● Task goal:
Give back all the data exactly, line by line.

Entries from a point annotation set
====
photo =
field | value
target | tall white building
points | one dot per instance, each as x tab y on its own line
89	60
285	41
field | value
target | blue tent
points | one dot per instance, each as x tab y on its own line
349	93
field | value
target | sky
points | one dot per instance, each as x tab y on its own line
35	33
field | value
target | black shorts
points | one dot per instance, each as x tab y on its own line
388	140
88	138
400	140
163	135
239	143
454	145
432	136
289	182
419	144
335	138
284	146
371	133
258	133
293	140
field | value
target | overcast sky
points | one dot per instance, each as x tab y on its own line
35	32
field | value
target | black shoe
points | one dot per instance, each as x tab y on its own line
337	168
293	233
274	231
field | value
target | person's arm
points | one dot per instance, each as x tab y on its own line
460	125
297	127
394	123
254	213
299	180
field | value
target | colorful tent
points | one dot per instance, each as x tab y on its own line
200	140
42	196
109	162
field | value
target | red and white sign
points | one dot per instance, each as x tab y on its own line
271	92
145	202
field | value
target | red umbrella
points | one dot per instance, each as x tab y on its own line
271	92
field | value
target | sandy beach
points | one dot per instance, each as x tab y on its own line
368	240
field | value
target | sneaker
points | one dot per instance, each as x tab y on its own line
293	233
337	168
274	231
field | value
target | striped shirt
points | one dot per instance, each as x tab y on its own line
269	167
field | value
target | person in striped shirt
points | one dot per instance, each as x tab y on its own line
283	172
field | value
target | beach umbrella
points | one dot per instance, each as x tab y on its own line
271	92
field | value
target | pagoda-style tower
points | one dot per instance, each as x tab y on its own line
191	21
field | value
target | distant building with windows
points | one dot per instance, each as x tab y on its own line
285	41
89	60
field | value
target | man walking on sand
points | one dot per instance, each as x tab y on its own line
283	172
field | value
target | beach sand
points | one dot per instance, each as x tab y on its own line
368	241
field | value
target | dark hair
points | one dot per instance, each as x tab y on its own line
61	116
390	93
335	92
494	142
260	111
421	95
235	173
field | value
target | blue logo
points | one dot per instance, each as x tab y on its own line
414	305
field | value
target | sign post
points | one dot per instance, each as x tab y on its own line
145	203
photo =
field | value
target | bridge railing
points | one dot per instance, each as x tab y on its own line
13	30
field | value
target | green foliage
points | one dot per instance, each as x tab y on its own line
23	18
====
● Written answer:
photo =
field | value
target | tall white building
points | one dot per instance, each as x tab y on its own line
89	60
285	41
field | value
target | blue tent
points | one dot per instance, each as x tab y on its own line
349	93
field | value
target | sky
points | one dot per instance, each as x tab y on its own line
35	33
field | value
target | black shorts
points | one dot per instance, each as x tab y on its own line
388	140
88	138
400	140
163	135
239	143
454	145
432	136
289	182
419	144
335	138
284	146
371	133
258	133
293	140
field | value
target | overcast sky
points | one dot per instance, each as x tab y on its own line
35	32
field | value
target | black shoe
points | one dot per instance, each as x tab y on its own line
337	168
293	233
274	231
field | value
target | person's arm
points | one dot per instance, each as x tab y on its own line
460	125
297	127
394	123
254	213
299	180
field | value
target | colorful tent
points | one dot per instance, each as x tab y on its own line
200	140
42	196
109	162
field | value
target | red and white sign
points | one dot per instance, each as x tab y on its own line
271	92
145	202
field | value
target | red umbrella
points | one dot per instance, each as x tab y on its own line
271	92
field | value
target | sandy beach
points | one dot per instance, each as x tab y on its own line
368	240
field | value
target | sneaker
points | one dot per instance, each as x tab y on its own line
293	233
337	168
274	231
field | value
target | striped shirt
points | one dot per instance, each as x tab y on its own line
269	167
field | value
target | person in striped shirt
points | one dot per instance, each as x tab y on its own line
283	172
field | value
target | beach umbrella
points | one dot per instance, each as x tab y on its own line
271	92
field | value
target | pagoda-style tower
points | one dot per instance, each as x tab y on its own line
191	21
field | value
target | distant building with windows
points | one dot per instance, each as x tab y on its own line
285	41
89	60
field | value
target | man walking on sand
points | one dot per instance, each as x tab y on its own line
283	172
field | value
target | beach sand
points | one dot per instance, each as x tab y on its own line
368	241
field | value
target | dark hair
points | one dot per instance, each as x tab y on its own line
61	116
390	93
335	92
494	142
260	111
421	95
235	173
field | value
target | blue logo
points | one dot per instance, each as x tab y on its own line
414	305
field | value
target | sign post
points | one dot per instance, each as x tab y on its own line
145	203
photo =
field | value
target | bridge railing
points | one dot per instance, each as x tab y on its own line
13	30
field | value
target | green foliage
points | one dot per instance, each as x tab y on its own line
23	18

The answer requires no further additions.